Assignment → Your output is to consist only of the line containing "Target: cow muzzle" and the lines after it, through the end of the data, reproduced exactly.

Working data →
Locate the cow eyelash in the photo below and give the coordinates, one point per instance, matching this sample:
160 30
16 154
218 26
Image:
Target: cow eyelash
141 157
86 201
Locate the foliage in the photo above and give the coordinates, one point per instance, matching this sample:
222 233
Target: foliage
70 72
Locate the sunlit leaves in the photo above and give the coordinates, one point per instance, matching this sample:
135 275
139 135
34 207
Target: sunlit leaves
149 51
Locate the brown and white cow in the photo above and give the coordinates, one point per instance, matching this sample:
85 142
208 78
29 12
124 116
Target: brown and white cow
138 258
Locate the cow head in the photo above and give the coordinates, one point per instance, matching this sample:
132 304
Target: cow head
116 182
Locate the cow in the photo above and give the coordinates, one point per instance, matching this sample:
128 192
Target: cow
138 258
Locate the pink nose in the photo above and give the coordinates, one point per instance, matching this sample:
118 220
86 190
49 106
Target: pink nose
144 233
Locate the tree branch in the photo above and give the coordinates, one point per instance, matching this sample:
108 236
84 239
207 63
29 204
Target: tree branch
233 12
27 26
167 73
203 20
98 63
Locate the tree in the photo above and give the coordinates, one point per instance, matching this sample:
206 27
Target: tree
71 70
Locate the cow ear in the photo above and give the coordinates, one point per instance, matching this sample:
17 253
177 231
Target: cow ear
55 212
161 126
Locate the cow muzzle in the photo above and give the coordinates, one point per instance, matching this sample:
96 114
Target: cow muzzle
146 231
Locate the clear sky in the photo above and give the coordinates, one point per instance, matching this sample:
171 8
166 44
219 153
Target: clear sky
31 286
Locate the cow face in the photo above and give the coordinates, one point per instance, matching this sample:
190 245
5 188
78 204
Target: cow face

Exercise solution →
Target: cow muzzle
146 231
Locate the clear sky in the photo above and give the coordinates, one point per instance, matching this sample:
171 8
166 44
219 153
Target: clear sky
31 286
Locate the cow face in the photo above and give the coordinates, one point per instance, matching this sample:
190 245
5 188
78 204
Target: cow face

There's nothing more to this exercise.